Output the line containing "wall sign, place" and all subsequent lines of the listing below, copied exactly, with no other lines.

══════════════════════════════

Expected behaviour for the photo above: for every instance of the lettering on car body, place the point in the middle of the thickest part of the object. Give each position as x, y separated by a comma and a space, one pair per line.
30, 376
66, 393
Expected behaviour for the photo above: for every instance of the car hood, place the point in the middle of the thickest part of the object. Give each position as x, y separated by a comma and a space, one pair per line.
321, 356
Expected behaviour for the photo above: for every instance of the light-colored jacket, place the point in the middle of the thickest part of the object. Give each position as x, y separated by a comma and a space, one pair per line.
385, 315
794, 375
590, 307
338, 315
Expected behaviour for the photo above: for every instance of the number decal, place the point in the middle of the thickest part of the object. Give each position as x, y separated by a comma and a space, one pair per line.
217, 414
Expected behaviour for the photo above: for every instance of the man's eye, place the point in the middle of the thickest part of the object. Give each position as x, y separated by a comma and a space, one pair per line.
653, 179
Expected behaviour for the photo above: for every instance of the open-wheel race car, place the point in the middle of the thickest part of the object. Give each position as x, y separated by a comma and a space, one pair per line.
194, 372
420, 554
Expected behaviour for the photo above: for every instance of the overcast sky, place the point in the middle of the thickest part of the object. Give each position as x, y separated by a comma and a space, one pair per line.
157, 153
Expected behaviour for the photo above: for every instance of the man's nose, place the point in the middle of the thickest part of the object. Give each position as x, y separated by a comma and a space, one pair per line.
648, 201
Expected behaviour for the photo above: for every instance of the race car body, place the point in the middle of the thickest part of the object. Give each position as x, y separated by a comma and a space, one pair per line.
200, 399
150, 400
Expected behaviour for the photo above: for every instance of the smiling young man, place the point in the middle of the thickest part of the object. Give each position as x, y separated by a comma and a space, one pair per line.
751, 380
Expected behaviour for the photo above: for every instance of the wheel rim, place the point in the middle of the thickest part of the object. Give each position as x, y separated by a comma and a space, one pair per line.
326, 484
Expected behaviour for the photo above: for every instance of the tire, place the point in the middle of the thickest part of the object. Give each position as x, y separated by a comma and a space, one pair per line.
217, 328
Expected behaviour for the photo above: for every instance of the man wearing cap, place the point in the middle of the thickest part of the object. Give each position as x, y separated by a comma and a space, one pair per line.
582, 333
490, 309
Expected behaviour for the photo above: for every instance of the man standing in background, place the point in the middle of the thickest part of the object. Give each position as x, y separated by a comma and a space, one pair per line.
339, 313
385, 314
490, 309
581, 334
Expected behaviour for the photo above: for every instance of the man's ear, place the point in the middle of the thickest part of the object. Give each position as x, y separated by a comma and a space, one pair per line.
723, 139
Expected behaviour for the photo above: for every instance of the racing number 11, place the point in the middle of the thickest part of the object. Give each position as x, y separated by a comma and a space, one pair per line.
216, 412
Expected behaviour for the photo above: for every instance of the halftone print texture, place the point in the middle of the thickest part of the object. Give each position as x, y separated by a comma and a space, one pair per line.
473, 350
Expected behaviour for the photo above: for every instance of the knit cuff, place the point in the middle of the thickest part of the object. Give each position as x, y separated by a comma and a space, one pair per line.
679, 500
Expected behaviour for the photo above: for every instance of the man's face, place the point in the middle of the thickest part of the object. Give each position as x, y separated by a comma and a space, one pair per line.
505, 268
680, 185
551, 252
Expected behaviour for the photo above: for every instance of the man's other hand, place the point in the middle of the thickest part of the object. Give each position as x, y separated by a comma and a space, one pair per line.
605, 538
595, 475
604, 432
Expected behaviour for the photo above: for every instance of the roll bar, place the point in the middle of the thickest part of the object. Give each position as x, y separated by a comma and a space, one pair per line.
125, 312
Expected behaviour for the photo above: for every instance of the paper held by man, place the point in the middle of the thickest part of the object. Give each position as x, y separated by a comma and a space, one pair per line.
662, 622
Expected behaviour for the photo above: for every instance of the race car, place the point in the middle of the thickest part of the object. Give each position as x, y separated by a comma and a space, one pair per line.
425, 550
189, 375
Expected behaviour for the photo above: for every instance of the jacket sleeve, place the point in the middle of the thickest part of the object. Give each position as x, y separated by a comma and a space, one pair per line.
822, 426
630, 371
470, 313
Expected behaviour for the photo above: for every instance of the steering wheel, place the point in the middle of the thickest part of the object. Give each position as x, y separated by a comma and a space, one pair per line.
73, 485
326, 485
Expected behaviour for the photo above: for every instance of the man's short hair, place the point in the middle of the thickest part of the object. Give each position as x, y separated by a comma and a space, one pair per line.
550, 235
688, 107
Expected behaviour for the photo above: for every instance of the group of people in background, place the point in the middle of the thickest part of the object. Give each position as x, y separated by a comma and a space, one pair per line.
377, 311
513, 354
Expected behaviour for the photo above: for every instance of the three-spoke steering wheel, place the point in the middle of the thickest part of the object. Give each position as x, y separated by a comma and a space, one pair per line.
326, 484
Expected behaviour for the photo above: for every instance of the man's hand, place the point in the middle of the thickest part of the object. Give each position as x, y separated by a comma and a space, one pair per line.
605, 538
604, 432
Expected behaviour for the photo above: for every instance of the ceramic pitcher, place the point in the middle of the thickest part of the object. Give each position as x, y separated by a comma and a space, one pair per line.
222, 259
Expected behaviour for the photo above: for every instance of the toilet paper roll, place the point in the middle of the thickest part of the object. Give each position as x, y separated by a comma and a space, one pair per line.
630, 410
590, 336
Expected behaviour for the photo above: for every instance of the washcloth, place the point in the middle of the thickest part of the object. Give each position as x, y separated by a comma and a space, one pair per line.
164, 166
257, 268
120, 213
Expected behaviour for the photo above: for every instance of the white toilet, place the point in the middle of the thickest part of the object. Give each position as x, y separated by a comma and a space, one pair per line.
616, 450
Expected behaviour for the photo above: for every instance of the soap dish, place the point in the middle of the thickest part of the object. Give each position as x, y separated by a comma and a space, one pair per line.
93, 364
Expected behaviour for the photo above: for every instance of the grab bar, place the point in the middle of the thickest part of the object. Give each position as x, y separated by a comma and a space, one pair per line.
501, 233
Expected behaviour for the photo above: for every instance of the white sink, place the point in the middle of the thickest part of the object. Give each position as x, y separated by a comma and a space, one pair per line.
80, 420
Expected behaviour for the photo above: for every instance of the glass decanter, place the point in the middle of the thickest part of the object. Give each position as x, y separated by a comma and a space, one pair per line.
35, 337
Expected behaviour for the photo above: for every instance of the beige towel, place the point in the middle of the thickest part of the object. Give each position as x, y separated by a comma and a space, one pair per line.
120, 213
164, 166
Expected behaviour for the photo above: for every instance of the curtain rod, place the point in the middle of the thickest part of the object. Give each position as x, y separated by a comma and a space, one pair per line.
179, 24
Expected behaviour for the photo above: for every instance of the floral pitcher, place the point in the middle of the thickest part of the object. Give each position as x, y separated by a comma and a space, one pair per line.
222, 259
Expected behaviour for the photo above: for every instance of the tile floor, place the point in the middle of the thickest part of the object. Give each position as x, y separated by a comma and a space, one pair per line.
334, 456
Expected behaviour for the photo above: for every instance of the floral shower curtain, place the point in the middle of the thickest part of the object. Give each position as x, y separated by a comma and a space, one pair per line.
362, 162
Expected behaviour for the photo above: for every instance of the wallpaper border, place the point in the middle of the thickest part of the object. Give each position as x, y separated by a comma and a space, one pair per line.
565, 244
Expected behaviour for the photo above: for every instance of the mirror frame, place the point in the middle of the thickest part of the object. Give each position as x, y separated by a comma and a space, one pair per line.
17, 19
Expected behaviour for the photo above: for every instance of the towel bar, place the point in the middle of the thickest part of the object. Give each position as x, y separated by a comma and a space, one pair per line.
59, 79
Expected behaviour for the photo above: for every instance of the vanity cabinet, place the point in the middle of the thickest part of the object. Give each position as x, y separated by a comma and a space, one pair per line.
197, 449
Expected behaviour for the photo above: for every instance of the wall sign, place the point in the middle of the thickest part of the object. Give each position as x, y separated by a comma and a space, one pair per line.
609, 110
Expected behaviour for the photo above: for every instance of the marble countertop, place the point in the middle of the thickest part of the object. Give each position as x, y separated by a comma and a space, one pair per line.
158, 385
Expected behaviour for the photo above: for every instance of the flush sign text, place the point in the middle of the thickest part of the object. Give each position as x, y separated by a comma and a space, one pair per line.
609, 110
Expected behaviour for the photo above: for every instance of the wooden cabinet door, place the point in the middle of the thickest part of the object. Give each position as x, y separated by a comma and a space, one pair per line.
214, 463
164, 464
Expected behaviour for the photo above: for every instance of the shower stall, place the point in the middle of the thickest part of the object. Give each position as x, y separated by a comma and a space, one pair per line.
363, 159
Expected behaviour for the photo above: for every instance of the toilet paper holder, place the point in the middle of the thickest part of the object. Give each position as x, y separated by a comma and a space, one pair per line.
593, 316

══════════════════════════════

Answer for this exercise:
Expected behaviour for the photo above: for every instance of the wall sign, place the point in the middle of the thickest part of the object. Give each position as x, y separated by a comma and a space, one pair per line.
609, 110
Expected behaviour for the photo above: for every instance of the marble countertop, place the point in the middle of the thickest part of the object. Give each position as x, y separated by a comma and a space, one pair per line.
158, 385
Expected behaviour for the photo above: for every instance of the flush sign text, place the point in the middle of the thickest part of the object. Give each position as x, y separated by a comma and a space, one pair per line.
609, 110
Expected behaviour for the photo above: for every instance of the wooden cabinet door, place the point in the middle of the thickest part of the object. Give each position as x, y separated by a comma and a space, one pair per line.
214, 463
164, 464
Expected behaviour for the photo above: for every instance of the shower stall, place the point in the middle of the thickest part of the object. Give each position as x, y separated by a comma and a space, one pair per line.
363, 159
Expected behaviour for the photo above: for every instance of the toilet paper holder, place the point in the middle of the thickest part of the object. Give each position as x, y separated by a comma and a space, one pair per line.
593, 316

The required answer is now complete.